Source records –
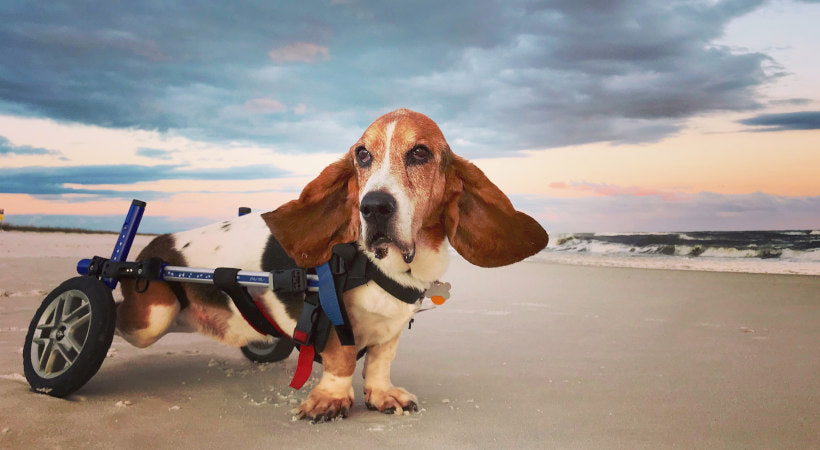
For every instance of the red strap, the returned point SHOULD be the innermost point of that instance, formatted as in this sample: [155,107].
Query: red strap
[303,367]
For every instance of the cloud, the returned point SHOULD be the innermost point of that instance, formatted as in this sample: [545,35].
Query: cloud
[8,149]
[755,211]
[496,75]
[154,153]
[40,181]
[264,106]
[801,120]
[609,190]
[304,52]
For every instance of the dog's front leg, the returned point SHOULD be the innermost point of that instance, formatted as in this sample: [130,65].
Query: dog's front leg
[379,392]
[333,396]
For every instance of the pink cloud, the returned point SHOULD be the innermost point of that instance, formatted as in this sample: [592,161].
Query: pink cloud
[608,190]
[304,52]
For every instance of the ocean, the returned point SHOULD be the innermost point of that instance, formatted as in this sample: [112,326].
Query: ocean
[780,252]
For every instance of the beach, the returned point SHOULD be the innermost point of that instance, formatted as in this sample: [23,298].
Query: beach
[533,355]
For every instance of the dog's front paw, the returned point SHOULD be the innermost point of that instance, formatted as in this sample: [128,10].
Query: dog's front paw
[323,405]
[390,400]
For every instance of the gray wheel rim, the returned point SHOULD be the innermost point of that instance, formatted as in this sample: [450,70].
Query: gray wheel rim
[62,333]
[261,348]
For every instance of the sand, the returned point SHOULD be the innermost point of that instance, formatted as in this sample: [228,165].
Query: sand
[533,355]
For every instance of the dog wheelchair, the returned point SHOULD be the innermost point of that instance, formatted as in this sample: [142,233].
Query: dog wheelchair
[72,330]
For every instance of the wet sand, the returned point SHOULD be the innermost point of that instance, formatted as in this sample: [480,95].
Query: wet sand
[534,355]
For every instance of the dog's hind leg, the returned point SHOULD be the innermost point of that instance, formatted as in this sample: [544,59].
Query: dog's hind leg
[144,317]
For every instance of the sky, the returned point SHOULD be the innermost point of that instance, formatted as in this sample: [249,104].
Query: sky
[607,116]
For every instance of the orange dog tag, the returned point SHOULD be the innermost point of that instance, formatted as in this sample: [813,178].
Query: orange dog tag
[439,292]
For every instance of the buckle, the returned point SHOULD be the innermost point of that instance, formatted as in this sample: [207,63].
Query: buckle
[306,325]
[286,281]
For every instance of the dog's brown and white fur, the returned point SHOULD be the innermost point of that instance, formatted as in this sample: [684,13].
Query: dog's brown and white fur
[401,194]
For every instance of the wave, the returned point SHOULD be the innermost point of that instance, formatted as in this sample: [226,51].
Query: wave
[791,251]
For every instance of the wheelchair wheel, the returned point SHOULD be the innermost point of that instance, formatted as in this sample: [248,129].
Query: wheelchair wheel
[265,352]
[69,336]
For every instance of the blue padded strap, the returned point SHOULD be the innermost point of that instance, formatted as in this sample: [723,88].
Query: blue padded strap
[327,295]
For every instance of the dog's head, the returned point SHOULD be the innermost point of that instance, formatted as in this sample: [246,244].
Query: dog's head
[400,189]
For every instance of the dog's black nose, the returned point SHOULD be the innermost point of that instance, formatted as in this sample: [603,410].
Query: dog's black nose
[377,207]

==

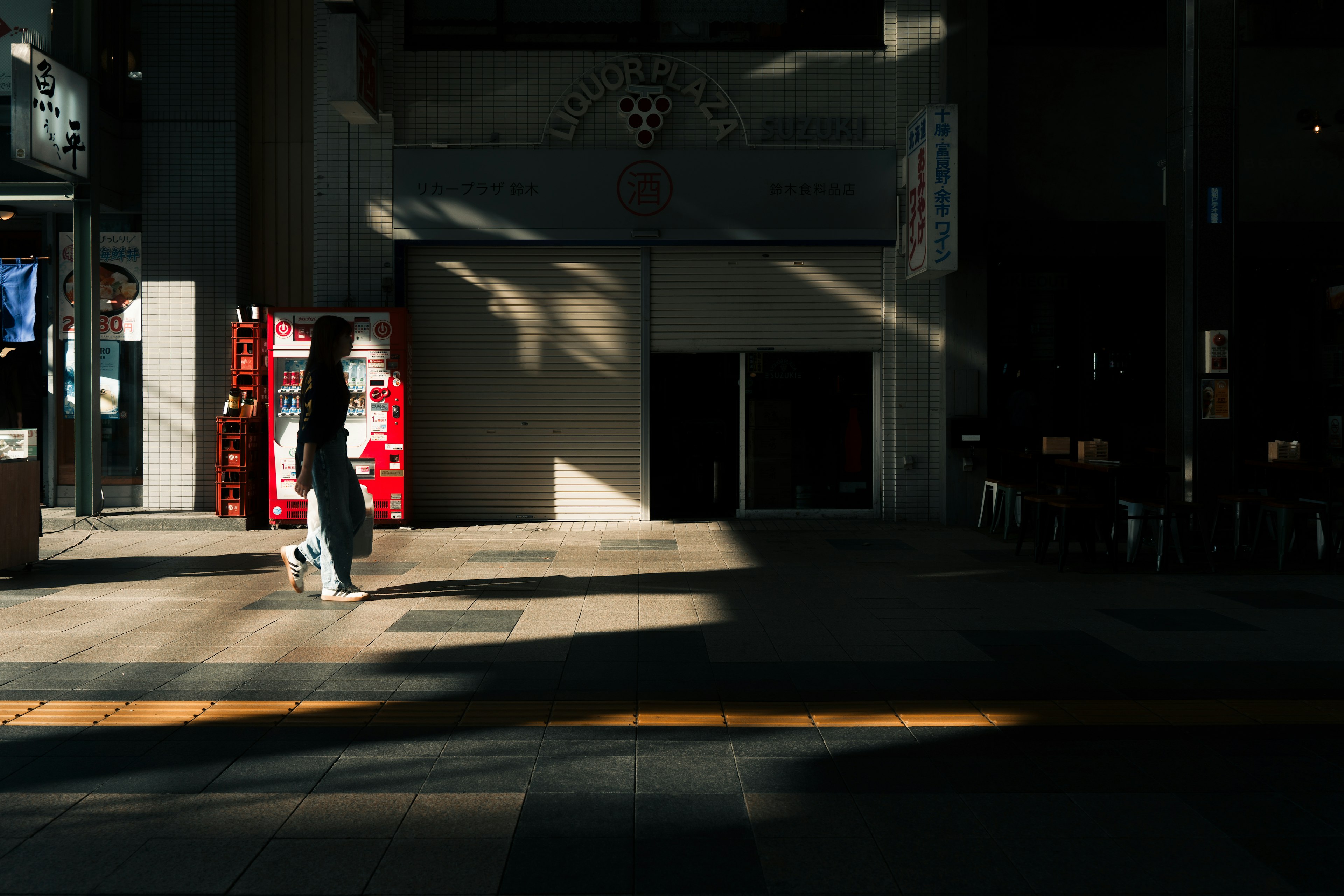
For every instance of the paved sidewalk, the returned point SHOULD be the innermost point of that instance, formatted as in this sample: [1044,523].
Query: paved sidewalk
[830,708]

---

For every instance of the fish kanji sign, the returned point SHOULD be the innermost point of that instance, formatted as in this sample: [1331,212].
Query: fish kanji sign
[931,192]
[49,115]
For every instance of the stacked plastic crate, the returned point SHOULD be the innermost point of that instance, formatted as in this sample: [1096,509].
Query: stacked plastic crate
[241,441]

Written task –
Filter the entries above, copying each line that contains the string "strap". Case counts.

Expected answer –
For every instance of the red strap, the returned point SHOULD be the innermost point of that instance, formatted as in this sample: [155,107].
Query: red strap
For every instance of the blue padded strap, the returned point SHOULD be the innermost point of that instance, formatted as in this sample: [723,88].
Query: blue padded strap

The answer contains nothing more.